Task details: Skip every picture and copy only the lines from the one containing "Where can the woman in white" to the final line of the records below.

# start of Material provided

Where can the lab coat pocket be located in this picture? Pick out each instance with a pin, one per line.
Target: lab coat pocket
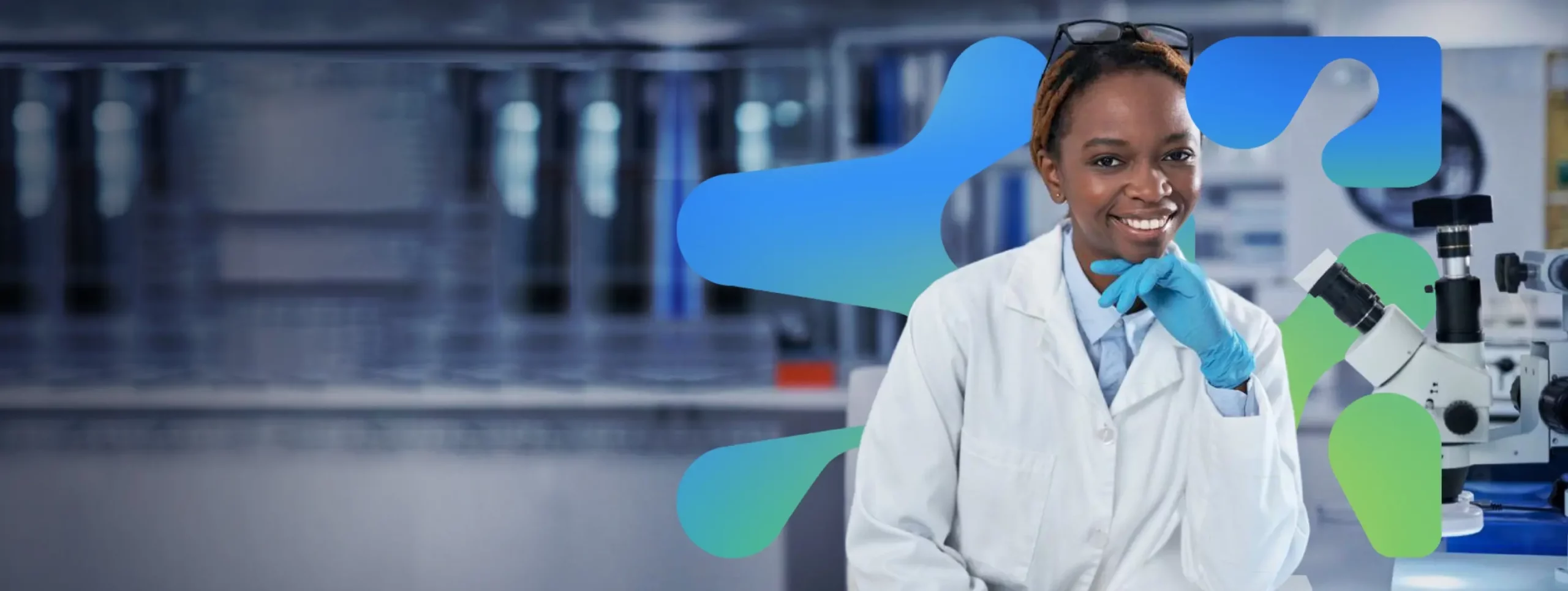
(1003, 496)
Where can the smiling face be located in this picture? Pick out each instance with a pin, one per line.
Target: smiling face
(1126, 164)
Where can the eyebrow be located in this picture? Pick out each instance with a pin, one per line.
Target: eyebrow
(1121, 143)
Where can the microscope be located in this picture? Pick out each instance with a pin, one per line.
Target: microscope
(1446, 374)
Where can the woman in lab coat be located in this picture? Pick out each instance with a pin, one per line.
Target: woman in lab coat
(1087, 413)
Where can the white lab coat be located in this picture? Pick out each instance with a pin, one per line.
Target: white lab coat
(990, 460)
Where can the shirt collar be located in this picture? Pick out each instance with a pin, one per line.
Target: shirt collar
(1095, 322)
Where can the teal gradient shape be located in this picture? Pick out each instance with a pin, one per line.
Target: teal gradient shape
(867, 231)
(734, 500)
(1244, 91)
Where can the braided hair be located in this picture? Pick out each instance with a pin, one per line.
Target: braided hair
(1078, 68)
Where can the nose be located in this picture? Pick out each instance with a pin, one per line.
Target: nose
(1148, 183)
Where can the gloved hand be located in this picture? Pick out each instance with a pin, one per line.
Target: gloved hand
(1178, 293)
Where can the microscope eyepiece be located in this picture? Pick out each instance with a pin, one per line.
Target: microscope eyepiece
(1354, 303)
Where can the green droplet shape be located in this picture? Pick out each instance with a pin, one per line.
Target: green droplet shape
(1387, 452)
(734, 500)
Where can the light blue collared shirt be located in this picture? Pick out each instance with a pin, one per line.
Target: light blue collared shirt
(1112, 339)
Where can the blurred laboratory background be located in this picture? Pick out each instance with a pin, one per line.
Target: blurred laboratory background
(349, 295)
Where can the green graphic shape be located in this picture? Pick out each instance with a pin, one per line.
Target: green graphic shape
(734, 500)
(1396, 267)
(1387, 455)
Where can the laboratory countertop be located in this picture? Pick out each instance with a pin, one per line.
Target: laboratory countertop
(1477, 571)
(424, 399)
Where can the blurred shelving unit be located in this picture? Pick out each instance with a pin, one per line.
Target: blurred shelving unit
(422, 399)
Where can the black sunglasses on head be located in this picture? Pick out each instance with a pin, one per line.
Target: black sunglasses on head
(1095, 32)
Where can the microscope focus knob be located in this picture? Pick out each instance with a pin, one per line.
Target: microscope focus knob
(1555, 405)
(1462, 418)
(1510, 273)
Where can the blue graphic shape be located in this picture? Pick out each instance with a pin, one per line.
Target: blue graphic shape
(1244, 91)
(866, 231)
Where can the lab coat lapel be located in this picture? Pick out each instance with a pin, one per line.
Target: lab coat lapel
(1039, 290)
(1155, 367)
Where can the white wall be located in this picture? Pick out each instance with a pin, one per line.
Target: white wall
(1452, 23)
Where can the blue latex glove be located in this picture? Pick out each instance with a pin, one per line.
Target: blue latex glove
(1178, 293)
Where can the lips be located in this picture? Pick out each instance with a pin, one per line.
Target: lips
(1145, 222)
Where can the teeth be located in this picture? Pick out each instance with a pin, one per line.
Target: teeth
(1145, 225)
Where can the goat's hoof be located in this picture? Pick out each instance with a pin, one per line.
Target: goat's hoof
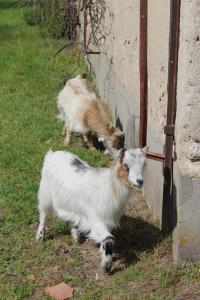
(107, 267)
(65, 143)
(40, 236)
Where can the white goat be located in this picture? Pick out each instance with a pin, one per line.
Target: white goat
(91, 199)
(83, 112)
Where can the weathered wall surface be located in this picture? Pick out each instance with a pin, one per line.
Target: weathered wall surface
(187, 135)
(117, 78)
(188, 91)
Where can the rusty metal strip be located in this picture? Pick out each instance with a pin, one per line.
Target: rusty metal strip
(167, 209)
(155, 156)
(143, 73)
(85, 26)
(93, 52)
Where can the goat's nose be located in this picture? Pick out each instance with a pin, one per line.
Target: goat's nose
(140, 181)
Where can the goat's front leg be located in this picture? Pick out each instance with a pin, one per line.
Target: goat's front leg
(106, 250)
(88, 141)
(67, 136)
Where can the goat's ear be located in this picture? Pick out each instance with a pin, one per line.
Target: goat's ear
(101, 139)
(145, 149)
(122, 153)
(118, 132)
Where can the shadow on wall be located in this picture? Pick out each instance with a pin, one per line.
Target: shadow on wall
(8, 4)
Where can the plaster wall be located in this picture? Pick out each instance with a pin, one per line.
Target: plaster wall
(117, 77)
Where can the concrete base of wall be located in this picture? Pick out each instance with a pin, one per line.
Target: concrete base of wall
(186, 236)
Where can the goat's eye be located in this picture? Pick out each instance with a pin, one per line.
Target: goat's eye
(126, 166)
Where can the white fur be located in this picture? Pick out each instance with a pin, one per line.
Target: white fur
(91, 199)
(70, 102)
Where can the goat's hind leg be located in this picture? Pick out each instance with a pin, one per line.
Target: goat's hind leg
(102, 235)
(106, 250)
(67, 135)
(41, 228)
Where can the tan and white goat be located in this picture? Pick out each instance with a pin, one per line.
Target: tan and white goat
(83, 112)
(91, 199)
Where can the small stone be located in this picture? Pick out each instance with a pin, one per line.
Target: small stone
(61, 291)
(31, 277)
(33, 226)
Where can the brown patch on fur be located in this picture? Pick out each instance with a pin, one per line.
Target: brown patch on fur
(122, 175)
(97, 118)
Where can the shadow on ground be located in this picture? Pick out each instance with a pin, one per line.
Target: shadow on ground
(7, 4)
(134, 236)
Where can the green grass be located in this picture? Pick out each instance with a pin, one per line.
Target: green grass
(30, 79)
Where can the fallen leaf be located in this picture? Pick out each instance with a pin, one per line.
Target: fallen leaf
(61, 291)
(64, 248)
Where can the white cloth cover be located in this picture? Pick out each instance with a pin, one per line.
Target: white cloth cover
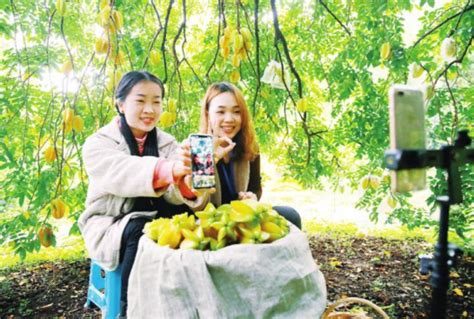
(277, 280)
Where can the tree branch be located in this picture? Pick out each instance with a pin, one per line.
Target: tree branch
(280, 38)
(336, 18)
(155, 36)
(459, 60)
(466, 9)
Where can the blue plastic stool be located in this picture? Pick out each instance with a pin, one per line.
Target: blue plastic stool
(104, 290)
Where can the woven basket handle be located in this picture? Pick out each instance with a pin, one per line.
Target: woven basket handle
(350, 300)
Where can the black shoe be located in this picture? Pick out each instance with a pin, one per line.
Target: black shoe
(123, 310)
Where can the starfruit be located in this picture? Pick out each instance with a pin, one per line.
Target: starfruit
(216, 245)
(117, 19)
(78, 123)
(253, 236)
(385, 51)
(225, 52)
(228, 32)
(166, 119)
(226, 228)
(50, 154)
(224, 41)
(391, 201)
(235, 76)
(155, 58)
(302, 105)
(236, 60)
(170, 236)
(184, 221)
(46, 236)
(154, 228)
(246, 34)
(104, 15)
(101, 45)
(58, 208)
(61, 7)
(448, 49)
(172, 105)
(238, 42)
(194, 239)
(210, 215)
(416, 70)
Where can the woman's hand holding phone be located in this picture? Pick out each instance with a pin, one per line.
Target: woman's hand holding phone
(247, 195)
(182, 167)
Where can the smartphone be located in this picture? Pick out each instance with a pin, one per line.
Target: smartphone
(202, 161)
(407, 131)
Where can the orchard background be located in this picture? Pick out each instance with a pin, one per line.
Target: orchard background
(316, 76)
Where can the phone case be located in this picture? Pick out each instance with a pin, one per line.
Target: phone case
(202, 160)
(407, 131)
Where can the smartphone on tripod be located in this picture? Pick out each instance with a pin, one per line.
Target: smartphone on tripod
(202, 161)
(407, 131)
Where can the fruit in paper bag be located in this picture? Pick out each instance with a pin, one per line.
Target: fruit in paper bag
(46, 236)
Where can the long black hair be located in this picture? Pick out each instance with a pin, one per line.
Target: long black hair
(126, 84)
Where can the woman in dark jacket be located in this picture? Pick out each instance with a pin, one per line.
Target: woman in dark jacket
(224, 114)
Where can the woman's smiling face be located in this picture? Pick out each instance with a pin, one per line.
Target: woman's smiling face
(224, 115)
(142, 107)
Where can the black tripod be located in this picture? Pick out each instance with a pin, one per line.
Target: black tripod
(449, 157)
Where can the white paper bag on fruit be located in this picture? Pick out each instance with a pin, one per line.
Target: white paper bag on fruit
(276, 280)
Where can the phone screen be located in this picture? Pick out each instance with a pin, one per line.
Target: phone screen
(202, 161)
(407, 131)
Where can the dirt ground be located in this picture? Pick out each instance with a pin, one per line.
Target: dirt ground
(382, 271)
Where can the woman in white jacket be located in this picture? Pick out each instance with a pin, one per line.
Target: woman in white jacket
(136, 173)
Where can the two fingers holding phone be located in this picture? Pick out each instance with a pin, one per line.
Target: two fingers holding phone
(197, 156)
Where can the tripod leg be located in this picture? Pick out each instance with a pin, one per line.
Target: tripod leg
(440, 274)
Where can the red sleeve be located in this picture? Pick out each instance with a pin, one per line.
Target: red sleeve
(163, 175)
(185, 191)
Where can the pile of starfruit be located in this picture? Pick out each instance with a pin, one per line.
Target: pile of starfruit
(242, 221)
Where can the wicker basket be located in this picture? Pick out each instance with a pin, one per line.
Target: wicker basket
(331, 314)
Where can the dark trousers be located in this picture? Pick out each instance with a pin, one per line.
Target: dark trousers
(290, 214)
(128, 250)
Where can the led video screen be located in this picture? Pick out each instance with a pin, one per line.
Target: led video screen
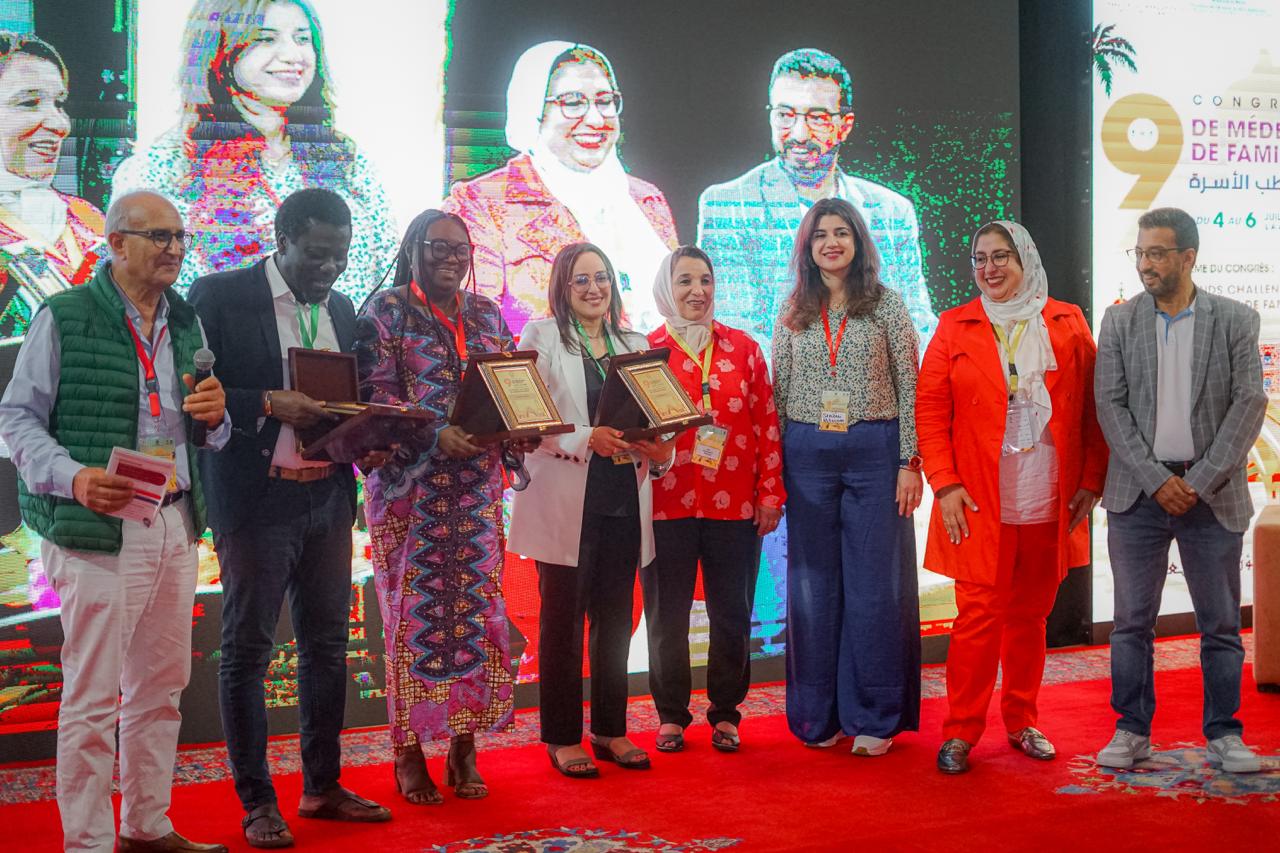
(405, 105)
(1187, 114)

# end of Material provided

Solution to this exercise:
Where can the woman in white jacket be located in this picture? Pick out each instance with a pin, one per line.
Target: woman in white jacket
(136, 173)
Where can the two fingers holding phone be located in this picture? Pick out each instance with a pin, one per line.
Target: two fingers holding phone
(197, 156)
Where can the tripod leg be located in this picture? Pick out each instance with a pin, one per line.
Target: tripod leg
(440, 274)
Where can the red sleeve be located in this picture? Pick out each instance with a pin, one per line.
Target: red sleeve
(163, 175)
(185, 191)
Where can the pile of starfruit be located in this picture? Pick out each instance with a pin, one per line.
Target: pile of starfruit
(242, 221)
Where can the wicker basket be located in this picture? Pick out each instance with a pin, one per line.
Target: wicker basket
(331, 314)
Where can the dark trousers be located in this picture? Pick out each instance with a pin, one per line.
Target: dark trousers
(290, 214)
(128, 250)
Where can the led video screen be located in this picture? Pick out each instance with a pin, one per line.
Target: led video screen
(405, 105)
(1187, 114)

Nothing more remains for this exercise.